(Records from a data collection)
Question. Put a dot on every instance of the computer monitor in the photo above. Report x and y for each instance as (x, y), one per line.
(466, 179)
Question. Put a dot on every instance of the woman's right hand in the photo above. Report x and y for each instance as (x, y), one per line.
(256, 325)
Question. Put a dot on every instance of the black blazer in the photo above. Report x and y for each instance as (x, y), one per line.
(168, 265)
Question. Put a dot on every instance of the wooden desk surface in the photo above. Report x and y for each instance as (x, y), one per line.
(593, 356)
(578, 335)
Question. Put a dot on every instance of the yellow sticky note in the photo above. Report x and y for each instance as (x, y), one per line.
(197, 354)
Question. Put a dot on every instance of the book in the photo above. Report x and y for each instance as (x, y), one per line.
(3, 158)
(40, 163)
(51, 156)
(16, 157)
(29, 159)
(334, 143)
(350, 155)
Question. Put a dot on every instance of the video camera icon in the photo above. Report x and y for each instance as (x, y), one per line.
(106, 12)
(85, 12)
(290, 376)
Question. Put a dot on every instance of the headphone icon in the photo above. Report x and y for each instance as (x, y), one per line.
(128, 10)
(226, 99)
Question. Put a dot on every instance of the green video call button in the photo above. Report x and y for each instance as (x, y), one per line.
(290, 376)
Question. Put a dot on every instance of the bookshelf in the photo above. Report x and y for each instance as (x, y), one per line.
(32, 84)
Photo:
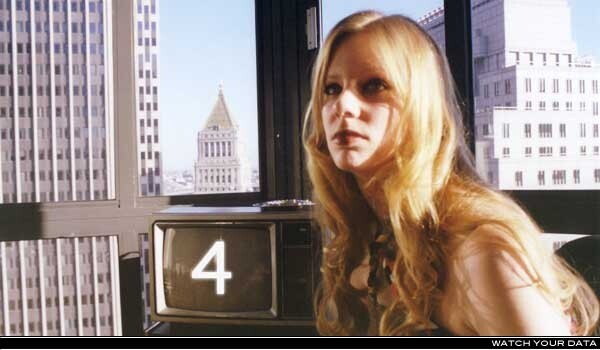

● REQUIREMENT
When the line containing "Question. Put a dot on every instance of the yellow" is reached, write out that line and each one after it exactly, ending with the last line of the records; pictures are not copied.

● FINISHED EXERCISE
Question. Put a dot on every instance of the yellow sticky note in the photo above. Report x and y for each instance as (x, y), one per line.
(197, 354)
Question. Put a dot on every instance of the book in the photo above. Report x and y for each instance as (x, y), one per line.
(3, 158)
(40, 163)
(51, 156)
(16, 157)
(29, 159)
(334, 143)
(350, 155)
Question. Put a dot on every instance of the video camera icon in the photo above. Report x and y for each instance as (x, y), one per line.
(106, 12)
(85, 12)
(290, 376)
Question. Put a dot on every instance of the headphone icon in the photo above. Report x and y for each instance as (x, y), one per line.
(128, 10)
(226, 99)
Question. Put a dot on every instance of the green video call button in the photo above. Report x and y for each instance as (x, y), one per line.
(290, 376)
Question. Put a dot on every instance of the bookshelf in the photo above. Report x and y for each instance as (x, y), one per line.
(32, 84)
Photo:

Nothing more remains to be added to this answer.